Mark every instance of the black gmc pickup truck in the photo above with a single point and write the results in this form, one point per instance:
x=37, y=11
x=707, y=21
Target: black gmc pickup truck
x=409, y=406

---

### Action item
Transcribe each line of the material without any alteration.

### Answer section
Mark every instance of the black gmc pickup truck in the photo above with a single point and write the results in this form, one point per instance:
x=37, y=11
x=707, y=21
Target: black gmc pickup truck
x=409, y=406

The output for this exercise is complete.